Reproduce the part of the rows that opens with the line containing "Point to the black track light rail." and closes at the end of the rows, swapping "wood" for "timber" and leaving everything else unchanged.

──────── DATA SHOWN

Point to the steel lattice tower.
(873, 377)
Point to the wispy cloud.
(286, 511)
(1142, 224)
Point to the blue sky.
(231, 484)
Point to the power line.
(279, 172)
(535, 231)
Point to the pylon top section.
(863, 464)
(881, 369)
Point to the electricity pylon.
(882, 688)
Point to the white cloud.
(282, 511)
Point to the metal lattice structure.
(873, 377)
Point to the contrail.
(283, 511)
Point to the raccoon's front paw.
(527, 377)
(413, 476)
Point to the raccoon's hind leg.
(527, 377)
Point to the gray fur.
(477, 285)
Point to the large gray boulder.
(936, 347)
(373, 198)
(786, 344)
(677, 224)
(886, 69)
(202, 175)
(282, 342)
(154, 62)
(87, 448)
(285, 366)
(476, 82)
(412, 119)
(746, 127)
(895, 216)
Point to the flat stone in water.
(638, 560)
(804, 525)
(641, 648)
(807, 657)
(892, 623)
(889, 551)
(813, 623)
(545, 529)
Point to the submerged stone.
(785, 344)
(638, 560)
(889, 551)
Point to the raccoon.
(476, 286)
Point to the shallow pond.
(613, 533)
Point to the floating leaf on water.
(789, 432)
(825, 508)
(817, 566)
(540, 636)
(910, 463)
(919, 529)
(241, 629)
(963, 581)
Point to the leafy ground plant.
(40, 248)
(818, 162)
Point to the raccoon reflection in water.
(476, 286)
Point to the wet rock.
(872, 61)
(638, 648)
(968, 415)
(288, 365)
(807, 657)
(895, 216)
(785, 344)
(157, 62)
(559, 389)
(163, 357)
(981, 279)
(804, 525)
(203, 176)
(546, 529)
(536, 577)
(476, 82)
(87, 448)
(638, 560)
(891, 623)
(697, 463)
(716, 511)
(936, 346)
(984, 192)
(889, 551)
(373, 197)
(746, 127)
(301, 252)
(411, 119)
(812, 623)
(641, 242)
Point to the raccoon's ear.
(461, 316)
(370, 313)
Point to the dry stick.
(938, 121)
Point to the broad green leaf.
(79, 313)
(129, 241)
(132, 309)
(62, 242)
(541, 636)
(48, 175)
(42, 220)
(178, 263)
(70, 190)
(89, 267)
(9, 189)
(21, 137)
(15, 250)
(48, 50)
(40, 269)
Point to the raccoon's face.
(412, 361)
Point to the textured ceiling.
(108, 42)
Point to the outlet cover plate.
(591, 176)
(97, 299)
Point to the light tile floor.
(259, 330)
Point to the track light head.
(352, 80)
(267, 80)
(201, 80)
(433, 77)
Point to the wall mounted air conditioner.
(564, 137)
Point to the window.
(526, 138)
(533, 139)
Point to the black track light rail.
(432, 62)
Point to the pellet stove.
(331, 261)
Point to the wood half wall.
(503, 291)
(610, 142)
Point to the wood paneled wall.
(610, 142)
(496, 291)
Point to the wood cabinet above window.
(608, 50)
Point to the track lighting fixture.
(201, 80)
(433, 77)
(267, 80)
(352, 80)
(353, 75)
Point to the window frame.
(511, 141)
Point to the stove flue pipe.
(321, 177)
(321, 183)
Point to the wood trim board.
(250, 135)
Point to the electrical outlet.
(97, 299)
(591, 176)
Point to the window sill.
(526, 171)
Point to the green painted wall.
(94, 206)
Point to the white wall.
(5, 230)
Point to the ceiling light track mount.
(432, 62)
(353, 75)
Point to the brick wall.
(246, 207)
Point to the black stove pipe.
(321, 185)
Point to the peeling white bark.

────────────────

FINISHED EXERCISE
Point to the black track light rail.
(432, 62)
Point to the pellet stove.
(331, 261)
Point to the timber half wall.
(503, 291)
(610, 142)
Point to the timber paneled wall.
(610, 142)
(496, 291)
Point to the timber cabinet above window.
(608, 50)
Point to the track lighting fixture.
(201, 80)
(433, 77)
(267, 80)
(352, 80)
(353, 75)
Point to the window frame.
(511, 141)
Point to the stove flue pipe.
(321, 177)
(321, 183)
Point to the timber trim board.
(250, 135)
Point to the electrical outlet.
(97, 299)
(591, 176)
Point to the window sill.
(526, 171)
Point to the green painted wall.
(94, 206)
Point to the white wall.
(5, 230)
Point to the ceiling light track mount.
(432, 62)
(353, 75)
Point to the brick wall.
(246, 207)
Point to the black stove pipe.
(321, 185)
Point to the peeling white bark.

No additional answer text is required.